Extract every line of the records that contains the string "petal", treating uppercase and lowercase letters as distinct.

··· Information shown

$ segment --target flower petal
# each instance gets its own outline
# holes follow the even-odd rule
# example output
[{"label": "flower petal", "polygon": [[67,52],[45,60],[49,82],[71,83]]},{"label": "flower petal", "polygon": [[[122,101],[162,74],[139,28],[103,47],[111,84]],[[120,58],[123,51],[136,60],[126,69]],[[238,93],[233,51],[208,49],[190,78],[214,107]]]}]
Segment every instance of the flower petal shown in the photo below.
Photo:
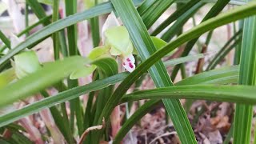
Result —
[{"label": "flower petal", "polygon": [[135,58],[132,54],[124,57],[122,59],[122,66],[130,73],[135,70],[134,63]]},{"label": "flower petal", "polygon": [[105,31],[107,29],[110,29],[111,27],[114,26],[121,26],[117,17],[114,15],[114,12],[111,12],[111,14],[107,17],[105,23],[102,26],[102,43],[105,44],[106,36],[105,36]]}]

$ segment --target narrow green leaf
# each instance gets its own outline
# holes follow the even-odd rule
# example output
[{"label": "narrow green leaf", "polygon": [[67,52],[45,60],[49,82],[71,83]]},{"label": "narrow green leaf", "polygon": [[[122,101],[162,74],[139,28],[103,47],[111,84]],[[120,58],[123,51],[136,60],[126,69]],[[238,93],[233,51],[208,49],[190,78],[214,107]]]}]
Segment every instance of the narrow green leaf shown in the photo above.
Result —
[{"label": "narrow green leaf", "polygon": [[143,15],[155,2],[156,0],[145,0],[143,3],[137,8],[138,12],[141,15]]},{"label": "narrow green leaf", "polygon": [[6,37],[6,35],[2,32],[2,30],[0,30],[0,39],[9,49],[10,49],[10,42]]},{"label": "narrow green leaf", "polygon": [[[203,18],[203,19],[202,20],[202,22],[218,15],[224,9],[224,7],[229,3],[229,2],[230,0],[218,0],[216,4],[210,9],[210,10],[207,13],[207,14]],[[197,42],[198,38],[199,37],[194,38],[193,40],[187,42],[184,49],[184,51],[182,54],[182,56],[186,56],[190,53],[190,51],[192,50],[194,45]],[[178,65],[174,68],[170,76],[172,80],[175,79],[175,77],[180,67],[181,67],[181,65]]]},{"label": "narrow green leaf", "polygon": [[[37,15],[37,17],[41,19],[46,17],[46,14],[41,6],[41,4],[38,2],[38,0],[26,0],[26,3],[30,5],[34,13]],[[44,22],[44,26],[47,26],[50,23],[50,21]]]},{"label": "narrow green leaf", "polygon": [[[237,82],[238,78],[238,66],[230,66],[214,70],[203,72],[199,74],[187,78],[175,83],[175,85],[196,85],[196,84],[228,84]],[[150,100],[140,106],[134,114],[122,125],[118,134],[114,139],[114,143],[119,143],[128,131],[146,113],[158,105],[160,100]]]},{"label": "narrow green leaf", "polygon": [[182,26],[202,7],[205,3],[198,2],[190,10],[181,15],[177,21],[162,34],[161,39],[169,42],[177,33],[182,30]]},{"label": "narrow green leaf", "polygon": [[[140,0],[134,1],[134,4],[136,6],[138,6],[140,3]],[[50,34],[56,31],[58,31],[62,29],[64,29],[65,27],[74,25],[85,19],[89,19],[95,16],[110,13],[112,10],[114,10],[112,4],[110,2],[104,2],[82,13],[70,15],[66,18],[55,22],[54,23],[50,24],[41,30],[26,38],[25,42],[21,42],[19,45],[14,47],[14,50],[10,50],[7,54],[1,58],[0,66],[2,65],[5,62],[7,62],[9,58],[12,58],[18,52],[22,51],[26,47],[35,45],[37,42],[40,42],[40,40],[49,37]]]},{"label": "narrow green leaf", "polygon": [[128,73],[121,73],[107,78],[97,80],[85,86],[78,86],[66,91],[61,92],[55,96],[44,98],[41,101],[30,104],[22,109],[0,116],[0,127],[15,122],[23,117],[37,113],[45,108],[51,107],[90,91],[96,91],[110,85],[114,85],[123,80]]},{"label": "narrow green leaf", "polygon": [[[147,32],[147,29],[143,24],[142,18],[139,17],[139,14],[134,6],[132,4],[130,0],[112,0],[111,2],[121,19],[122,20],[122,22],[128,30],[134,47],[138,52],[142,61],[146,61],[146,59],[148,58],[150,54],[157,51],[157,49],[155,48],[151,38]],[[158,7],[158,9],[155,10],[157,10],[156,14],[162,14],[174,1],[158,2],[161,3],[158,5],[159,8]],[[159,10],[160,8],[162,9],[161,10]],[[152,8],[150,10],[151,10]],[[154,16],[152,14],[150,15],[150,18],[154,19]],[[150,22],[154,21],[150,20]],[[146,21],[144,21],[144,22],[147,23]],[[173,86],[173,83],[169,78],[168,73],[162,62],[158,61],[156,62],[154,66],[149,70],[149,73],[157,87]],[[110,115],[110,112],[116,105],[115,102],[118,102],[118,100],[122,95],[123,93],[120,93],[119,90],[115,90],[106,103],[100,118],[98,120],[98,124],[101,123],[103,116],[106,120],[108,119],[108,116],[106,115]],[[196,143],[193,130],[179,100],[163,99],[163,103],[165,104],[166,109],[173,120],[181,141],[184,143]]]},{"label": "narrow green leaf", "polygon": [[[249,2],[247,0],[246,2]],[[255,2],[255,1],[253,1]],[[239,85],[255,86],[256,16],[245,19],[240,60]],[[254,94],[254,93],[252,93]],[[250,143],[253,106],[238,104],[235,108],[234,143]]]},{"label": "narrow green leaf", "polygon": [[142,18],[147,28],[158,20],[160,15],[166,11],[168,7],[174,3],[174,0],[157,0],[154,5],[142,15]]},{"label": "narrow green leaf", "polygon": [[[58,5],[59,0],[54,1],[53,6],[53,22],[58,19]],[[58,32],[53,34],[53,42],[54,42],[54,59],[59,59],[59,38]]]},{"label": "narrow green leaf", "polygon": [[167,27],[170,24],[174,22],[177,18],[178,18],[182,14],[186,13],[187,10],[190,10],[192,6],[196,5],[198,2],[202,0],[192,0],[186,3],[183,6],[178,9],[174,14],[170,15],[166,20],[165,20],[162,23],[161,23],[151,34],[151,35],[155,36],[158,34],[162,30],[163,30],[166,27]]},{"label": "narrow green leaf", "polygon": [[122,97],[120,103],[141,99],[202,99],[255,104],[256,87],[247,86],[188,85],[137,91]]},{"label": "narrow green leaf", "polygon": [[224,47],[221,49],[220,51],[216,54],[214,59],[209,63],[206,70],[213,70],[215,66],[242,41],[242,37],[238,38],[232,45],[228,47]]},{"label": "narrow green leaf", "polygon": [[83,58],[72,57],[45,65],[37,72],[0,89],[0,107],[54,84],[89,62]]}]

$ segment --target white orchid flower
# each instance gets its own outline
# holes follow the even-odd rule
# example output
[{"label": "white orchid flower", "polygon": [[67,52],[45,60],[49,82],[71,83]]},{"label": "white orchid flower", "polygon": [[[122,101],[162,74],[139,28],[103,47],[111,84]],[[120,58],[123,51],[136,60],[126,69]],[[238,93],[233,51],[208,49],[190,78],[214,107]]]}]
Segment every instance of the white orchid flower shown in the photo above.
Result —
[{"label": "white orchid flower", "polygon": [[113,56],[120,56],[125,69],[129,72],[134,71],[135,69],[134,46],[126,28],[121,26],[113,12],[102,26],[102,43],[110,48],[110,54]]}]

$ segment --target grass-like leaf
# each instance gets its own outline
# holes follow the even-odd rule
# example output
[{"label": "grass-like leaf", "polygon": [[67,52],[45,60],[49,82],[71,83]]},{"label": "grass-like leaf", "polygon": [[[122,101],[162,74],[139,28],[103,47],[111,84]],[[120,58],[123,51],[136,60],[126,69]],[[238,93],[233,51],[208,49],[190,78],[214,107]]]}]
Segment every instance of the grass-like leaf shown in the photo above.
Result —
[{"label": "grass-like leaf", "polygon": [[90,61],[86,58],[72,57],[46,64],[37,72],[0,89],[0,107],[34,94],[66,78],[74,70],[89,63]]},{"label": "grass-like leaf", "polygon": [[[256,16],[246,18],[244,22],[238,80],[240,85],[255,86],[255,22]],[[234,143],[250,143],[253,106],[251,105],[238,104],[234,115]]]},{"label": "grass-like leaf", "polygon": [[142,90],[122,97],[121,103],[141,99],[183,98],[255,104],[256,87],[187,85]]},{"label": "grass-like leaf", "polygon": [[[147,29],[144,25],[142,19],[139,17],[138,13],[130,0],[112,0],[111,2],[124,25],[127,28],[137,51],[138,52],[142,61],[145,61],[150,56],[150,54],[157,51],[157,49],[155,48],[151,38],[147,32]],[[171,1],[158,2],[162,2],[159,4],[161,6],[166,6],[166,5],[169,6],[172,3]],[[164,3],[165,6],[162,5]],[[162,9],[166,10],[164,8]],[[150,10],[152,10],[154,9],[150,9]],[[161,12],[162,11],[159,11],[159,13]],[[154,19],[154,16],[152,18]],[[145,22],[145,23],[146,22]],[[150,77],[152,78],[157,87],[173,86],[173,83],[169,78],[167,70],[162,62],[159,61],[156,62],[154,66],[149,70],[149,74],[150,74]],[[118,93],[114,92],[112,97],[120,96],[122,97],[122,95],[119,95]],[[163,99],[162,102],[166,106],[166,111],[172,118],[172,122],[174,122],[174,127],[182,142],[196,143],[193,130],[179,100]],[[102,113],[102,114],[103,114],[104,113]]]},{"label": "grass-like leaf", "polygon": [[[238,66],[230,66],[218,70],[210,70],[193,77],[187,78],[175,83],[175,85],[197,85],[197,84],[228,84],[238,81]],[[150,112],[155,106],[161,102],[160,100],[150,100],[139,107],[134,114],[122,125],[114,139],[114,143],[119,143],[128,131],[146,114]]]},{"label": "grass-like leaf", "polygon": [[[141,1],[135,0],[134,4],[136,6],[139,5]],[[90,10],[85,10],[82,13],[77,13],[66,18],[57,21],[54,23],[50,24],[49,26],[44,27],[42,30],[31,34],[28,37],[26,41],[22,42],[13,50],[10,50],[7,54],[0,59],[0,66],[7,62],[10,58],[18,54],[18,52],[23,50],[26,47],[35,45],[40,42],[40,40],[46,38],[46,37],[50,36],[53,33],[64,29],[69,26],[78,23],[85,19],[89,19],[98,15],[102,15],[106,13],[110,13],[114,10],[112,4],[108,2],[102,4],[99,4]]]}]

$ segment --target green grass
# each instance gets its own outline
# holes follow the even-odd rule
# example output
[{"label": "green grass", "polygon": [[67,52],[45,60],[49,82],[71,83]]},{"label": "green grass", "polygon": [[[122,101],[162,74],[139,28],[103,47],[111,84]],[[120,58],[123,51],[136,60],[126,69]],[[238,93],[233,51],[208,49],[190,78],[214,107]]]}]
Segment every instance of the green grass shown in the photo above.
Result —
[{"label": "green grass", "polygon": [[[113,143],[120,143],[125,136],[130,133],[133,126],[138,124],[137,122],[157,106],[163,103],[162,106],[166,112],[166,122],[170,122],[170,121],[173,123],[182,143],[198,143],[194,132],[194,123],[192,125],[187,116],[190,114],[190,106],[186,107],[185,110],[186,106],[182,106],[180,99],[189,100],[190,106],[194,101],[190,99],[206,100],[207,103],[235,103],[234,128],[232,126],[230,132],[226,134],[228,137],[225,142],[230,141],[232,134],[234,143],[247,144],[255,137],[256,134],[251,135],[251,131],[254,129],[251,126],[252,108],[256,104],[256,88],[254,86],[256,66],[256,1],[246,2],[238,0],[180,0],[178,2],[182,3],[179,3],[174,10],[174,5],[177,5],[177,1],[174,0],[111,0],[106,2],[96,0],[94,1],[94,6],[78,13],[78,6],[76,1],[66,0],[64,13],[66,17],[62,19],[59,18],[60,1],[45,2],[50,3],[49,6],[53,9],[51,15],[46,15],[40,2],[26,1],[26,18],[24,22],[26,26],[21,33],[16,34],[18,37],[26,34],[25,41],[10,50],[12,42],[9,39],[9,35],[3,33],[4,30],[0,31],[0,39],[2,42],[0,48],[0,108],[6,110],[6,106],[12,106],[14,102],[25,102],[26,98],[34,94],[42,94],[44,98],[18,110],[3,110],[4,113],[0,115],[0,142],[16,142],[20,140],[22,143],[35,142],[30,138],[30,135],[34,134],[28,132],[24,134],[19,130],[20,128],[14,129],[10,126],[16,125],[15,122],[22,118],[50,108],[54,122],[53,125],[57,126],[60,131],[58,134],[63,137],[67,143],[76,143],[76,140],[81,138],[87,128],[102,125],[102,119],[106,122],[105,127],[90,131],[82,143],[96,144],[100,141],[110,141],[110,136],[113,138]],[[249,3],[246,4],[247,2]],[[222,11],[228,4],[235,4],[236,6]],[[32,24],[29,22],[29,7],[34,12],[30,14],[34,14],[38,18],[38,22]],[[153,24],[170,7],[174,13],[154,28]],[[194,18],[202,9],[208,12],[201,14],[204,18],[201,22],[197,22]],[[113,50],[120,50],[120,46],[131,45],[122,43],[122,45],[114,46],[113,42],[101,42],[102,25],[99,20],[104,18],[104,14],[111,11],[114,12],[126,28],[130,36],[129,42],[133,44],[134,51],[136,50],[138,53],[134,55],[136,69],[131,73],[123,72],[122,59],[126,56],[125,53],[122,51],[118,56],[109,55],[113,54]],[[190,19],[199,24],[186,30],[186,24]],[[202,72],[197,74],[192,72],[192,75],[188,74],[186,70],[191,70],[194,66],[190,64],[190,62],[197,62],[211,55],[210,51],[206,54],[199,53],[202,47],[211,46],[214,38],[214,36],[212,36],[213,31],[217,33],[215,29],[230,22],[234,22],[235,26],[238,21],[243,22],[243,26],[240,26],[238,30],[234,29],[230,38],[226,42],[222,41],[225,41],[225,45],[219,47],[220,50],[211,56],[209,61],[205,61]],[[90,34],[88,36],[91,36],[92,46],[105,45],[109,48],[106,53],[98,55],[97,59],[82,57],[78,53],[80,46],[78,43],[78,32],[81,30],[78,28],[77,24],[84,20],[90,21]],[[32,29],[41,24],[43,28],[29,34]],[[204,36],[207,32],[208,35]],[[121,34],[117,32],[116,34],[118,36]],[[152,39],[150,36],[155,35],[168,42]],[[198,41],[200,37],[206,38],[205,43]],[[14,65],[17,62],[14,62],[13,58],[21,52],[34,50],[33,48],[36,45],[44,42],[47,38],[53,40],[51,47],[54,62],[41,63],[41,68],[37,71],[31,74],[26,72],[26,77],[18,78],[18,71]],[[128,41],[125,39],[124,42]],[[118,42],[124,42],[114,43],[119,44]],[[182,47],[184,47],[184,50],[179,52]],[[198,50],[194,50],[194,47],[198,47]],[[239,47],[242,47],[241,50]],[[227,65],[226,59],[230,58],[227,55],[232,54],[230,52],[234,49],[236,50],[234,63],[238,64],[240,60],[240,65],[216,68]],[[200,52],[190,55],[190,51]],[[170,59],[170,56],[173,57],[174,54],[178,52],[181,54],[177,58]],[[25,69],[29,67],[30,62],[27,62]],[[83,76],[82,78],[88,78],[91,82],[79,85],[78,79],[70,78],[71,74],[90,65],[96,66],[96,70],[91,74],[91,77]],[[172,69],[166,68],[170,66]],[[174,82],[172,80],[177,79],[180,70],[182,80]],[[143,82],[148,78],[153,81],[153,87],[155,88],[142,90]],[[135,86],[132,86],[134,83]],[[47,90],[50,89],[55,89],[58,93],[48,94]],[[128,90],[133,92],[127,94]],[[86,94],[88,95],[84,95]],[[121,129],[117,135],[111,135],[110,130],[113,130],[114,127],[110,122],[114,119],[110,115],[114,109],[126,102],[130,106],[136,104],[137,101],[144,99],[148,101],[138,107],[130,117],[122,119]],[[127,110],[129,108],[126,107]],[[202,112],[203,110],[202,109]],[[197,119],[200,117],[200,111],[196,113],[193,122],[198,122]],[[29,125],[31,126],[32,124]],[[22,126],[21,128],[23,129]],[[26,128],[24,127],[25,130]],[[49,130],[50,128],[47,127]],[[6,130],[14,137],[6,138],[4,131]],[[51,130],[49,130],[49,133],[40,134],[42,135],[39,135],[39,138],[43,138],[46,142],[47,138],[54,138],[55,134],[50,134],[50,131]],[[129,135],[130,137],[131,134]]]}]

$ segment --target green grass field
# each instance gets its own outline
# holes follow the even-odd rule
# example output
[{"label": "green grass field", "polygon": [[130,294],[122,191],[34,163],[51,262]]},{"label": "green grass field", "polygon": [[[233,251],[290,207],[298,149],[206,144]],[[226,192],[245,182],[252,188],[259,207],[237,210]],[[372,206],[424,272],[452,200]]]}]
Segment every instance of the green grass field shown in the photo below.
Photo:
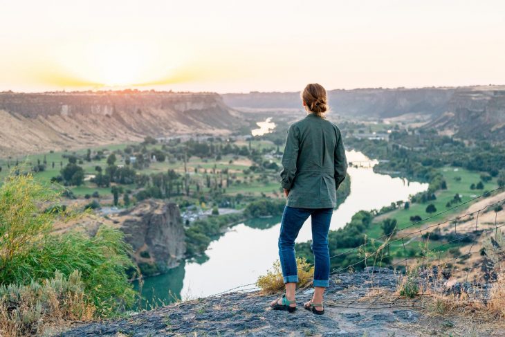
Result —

······

**Written solution**
$ segment --target flower petal
[{"label": "flower petal", "polygon": [[67,52],[45,60],[49,82],[71,83]]},{"label": "flower petal", "polygon": [[[122,101],[162,74],[139,28],[103,47],[111,84]],[[120,58],[123,51],[136,60],[126,69]],[[238,93],[233,51],[208,49],[190,78],[214,107]]]}]
Segment every instance of the flower petal shown in the photo below.
[{"label": "flower petal", "polygon": [[135,58],[132,54],[124,57],[122,59],[122,66],[130,73],[135,70],[134,63]]},{"label": "flower petal", "polygon": [[105,31],[107,29],[110,29],[111,27],[114,26],[121,26],[117,17],[114,15],[114,12],[111,12],[111,14],[107,17],[105,23],[102,26],[102,43],[105,44],[106,36],[105,36]]}]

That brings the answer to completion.